[START OF PASSAGE SHOWN]
A Beginner’s Tutorial on Building an AI Image Classifier using PyTorch

This is a step-by-step guide to build an image classifier. The AI model will be able to learn to label images. I use Python and Pytorch.

Step 1: Import libraries

When we write a program, it is a huge hassle manually coding every small action we perform. Sometimes, we want to use packages of code other people have already written. These packaged routines can be added into our program by importing libraries and then referencing the library later in the code.

We usually import all the libraries at the beginning of the program:

# Import Libraries
import torch
import torchvision.transforms as transforms
import torchvision.datasets as datasets
import torchvision.models as models
import torch.nn as nn
import torch.optim as optim
import numpy as np
from PIL import Image
import numpy as np
import matplotlib.pyplot as plt

Step 2: Define transforms

The next logical step would be to import the picture data we want our AI model to learn from. But before that, we need to specify the alterations we want to perform on these pictures — since the same command that imports them also transforms the data.
[END OF PASSAGE SHOWN]
[START OF GIVEN DATA]
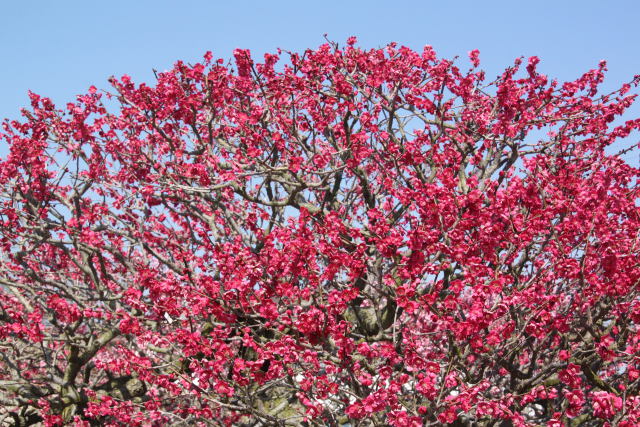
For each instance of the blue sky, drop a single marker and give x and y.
(58, 49)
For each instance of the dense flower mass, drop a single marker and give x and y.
(339, 237)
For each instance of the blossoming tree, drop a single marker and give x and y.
(339, 237)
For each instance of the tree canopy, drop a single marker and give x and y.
(336, 237)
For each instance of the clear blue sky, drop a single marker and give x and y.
(60, 48)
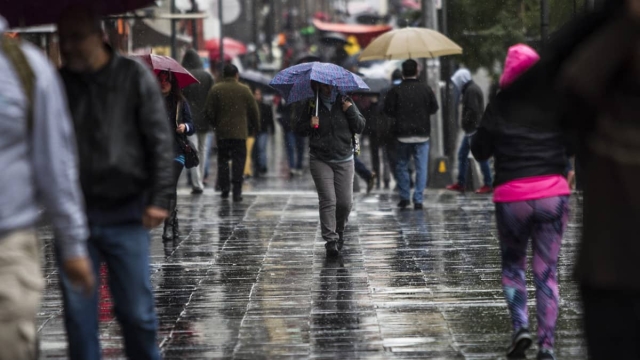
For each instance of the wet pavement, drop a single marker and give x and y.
(250, 281)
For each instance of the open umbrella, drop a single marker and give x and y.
(294, 83)
(39, 12)
(160, 63)
(410, 43)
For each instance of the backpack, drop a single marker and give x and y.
(12, 50)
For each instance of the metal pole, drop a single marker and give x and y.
(221, 44)
(174, 50)
(544, 14)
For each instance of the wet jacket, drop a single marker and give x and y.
(332, 139)
(196, 94)
(601, 80)
(411, 104)
(519, 151)
(124, 139)
(230, 107)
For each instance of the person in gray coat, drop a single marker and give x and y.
(196, 95)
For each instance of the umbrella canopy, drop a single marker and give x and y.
(39, 12)
(164, 63)
(257, 79)
(410, 43)
(294, 83)
(231, 46)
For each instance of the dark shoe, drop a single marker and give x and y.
(371, 182)
(519, 344)
(167, 232)
(176, 226)
(332, 248)
(485, 190)
(456, 187)
(546, 354)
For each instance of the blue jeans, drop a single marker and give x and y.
(125, 250)
(261, 143)
(295, 146)
(420, 153)
(463, 164)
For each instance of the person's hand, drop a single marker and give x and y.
(315, 122)
(80, 273)
(154, 216)
(346, 105)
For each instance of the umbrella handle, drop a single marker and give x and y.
(317, 106)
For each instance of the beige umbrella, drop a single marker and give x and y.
(410, 43)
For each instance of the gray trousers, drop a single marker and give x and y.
(199, 139)
(334, 183)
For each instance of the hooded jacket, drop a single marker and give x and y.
(518, 136)
(472, 100)
(196, 94)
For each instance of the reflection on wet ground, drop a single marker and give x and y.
(250, 281)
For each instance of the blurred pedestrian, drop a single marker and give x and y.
(531, 200)
(230, 107)
(331, 159)
(196, 95)
(125, 150)
(472, 99)
(180, 122)
(39, 163)
(601, 78)
(267, 129)
(411, 104)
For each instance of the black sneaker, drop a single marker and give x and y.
(546, 354)
(519, 344)
(332, 248)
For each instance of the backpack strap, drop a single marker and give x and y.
(16, 56)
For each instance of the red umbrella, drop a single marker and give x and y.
(160, 63)
(231, 46)
(40, 12)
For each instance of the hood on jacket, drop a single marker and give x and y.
(191, 60)
(460, 78)
(519, 59)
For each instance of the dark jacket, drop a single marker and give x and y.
(183, 113)
(124, 139)
(266, 119)
(601, 80)
(196, 94)
(230, 107)
(332, 139)
(519, 151)
(472, 107)
(411, 104)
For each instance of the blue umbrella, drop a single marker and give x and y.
(294, 83)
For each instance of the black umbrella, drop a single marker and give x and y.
(39, 12)
(258, 80)
(334, 38)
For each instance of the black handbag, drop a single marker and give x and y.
(190, 151)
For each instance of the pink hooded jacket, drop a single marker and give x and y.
(519, 59)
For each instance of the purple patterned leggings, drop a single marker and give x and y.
(544, 221)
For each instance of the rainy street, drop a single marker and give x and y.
(250, 280)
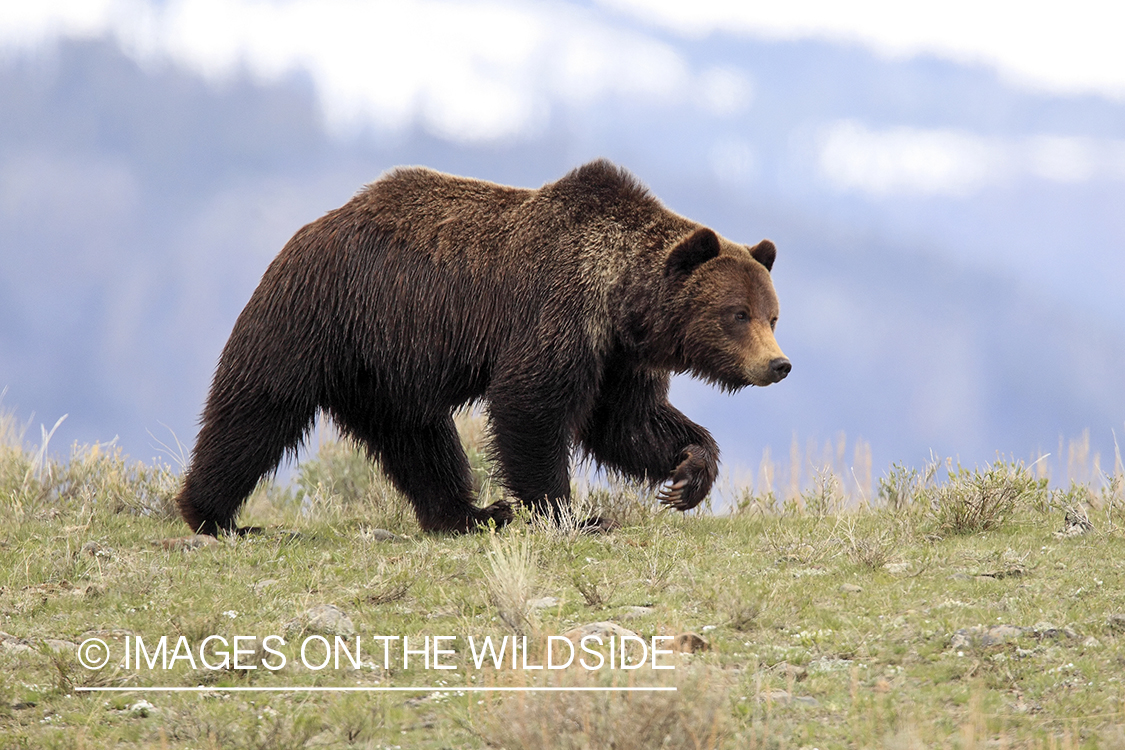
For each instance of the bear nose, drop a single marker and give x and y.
(780, 368)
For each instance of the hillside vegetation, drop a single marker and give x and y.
(946, 606)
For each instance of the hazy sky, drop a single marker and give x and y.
(491, 70)
(485, 69)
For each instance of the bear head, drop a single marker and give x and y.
(726, 309)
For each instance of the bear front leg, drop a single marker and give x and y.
(691, 480)
(636, 431)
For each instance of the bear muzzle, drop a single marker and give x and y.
(780, 368)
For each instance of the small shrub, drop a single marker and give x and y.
(980, 500)
(905, 487)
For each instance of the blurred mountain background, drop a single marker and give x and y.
(951, 237)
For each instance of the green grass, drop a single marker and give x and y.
(835, 616)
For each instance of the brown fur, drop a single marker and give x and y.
(564, 308)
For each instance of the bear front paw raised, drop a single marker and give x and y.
(691, 480)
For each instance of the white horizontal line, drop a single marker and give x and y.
(374, 689)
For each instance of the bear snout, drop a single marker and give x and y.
(780, 368)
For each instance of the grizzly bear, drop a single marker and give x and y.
(565, 309)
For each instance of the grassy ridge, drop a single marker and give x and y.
(962, 608)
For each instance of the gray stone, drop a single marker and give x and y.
(636, 612)
(690, 643)
(324, 620)
(543, 603)
(603, 630)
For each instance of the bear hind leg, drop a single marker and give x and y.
(428, 464)
(236, 446)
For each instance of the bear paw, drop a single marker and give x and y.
(691, 480)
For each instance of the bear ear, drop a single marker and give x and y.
(764, 252)
(698, 249)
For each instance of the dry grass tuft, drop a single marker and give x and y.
(695, 715)
(511, 578)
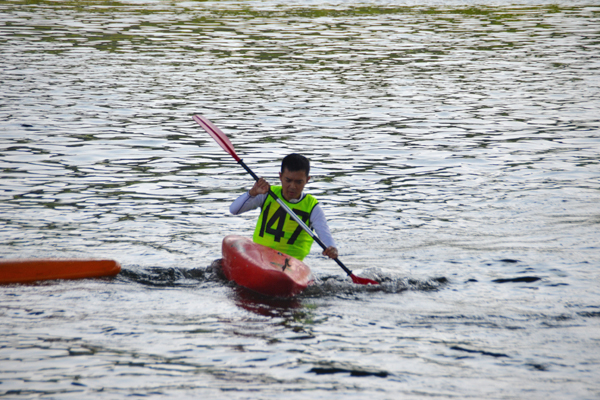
[END OF GIVEN DATA]
TASK INSTRUCTIONS >>
(a) Repeat the PyTorch tutorial from "A Beginner’s Tutorial" up to and including "Python and Pytorch.", substituting "Python 3" for "Python".
(b) Resume the PyTorch image classifier tutorial after its last sentence.
The rows above aren't used for anything here.

WRITTEN ANSWERS >>
(a)
A Beginner’s Tutorial on Building an AI Image Classifier using PyTorch

This is a step-by-step guide to build an image classifier. The AI model will be able to learn to label images. I use Python 3 and Pytorch.

(b)
These transforms are made using the torchvision.transforms library. The best way to understand the transforms is to read the documentation here. But I’ll give a brief of what each command is doing.

  • transforms.Compose lets us compose multiple transforms together.
  • transforms.Resize((255)) resizes the images so the shortest side has a length of 255 pixels. The other side is scaled to maintain the aspect ratio of the image.
  • transforms.CenterCrop(224) crops the center of the image so it is a 224 pixels by 224 pixels square image.
  • We do these last two steps so all the images going into our AI model have the same size (AI models can’t handle inputs with varying sizes)
  • transforms.ToTensor() converts our image into numbers. It separates the three colors that every pixel of our picture is comprised of: red, green & blue. This gives us three different images (one tinted red, one green, one blue). Then it converts the pixels of each image into the brightness of their color from 0 to 255. These values are put in a range from 0 to 1 by simply diving by 255. Our image is now a Torch Tensor (a data structure that stores lots of numbers).
  • transforms.Normalize(mean=[0.485, 0.456, 0.406], std=[0.229, 0.224, 0.225]) subtracts the mean from each value and then divides by the standard deviation. We will be using a pre-trained model, so we need to use the means and standard deviations the Pytorch specifies. There are three values in the mean and standard deviation to match each RGB picture.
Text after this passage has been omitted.